_PASSAGE SHOWN_
= Beginning of Section =

A new disease model for lupus tackles issues with fatigue and other serious conditions that, although quite common among patients, get less attention because they fall outside classic symptoms associated with inflammation, a debilitating force behind systemic lupus erythematosus (SLE).
The model features subtypes to categorize two main groups of symptoms into type 1, typically related to inflammation and treated with immunosuppressants, and type 2, which covers common complaints of fatigue, insomnia and depression. The model was developed collaboratively by lupus researchers and clinicians at Duke University Medical Center, Durham, N.C., and outlined in a 2019 review article in Arthritis Care & Research.
“When patients come in and say, ‘I’m tired,’ sometimes the thought is that the tiredness is due to something else,” says David Pisetsky, MD, PhD, a professor of medicine and immunology at Duke and a translational researcher who helped develop the model. “In our model, fatigue is very much a part of lupus, and physicians and other providers should address this symptom as part of their management of the lupus.”

= End of Section =

_REQUIREMENT A_
According to the lupus passage, which common complaints fall under type 2 of the disease model?
_REQUIREMENT B_
Carry on the passage about the lupus disease model from its last sentence, in the same formal register.
The listing that follows is separate material and is not part of the lupus passage.

_DATA EXTRACTS_

= Beginning of Section =

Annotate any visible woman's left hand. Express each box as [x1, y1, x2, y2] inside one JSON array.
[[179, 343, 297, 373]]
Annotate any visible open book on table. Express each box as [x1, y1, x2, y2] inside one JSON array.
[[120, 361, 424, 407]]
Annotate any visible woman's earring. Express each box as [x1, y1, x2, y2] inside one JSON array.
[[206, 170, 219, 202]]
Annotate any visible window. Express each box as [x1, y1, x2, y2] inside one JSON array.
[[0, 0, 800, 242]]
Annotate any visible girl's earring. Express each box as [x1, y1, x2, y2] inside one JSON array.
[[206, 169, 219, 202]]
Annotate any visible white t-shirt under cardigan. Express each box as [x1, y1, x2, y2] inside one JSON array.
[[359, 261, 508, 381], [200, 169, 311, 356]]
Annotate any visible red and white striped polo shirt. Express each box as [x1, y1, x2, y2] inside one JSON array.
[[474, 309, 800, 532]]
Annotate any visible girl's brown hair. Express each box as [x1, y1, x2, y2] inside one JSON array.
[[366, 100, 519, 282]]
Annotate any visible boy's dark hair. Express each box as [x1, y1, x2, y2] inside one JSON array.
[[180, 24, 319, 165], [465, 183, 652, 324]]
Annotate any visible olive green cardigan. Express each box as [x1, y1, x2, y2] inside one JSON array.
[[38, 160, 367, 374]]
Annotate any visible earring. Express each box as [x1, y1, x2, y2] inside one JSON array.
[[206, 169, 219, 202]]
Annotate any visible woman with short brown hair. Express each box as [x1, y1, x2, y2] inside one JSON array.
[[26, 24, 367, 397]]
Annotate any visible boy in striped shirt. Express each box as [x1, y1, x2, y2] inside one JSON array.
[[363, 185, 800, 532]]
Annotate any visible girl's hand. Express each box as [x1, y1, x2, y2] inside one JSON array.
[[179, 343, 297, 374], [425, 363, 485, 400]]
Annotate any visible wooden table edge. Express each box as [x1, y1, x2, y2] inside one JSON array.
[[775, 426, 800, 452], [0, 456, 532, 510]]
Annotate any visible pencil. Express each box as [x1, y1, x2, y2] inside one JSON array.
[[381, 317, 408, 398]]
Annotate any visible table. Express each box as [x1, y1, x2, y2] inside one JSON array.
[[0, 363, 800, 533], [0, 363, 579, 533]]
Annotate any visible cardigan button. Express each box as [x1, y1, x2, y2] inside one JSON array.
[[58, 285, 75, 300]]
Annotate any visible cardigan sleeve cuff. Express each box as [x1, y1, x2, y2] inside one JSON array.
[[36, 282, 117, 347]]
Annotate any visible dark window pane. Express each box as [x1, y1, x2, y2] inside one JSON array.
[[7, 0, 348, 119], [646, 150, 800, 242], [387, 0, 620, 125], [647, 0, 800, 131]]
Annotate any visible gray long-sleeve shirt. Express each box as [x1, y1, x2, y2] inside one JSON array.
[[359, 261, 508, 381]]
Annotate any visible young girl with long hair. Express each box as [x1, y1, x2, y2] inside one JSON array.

= End of Section =

_ANSWER SPACE A_
Fatigue, insomnia and depression.

_ANSWER SPACE B_
A chronic autoimmune disease that attacks the body’s own tissue and organs, lupus is highly heterogeneous and involves various signs and symptoms. The possibility of organ failure related to local and systemic inflammation is a key concern and often the focus of treatment with immune-suppressing medications.
Type 1: Classic Signs
Type 1 covers classic signs of lupus that can be measured with the SLE Disease Activity Index. They include nephritis, arthritis and vasculitis, and involve symptoms of pain localized to sites of inflammation, such as joints that become swollen and tender.
Type 1 symptoms are easily validated with lab tests, whereas type 2 symptoms are not, says Dr. Pisetsky. Thus, a gulf between inflammation-related symptoms and otherwise serious symptoms exists and has an impact on how doctors communicate with, and treat, patients, he says.
Type 2: Fatigue, Depression, Insomnia
Type 2 symptoms are assessed less well by conventional measures of disease activity, are unclear in origin and have an uncertain connection to inflammation. Even though a large majority of lupus patients experience fatigue and many also have chronic pain, cognition difficulty and bouts of depression and insomnia, these symptoms are not part of the established measurements of lupus.
“All of these symptoms cause significant problems for patients with lupus and a great deal of distress,” says Dr. Pisetsky. “Yet, in the conventional measures of disease activity, they are not well represented.”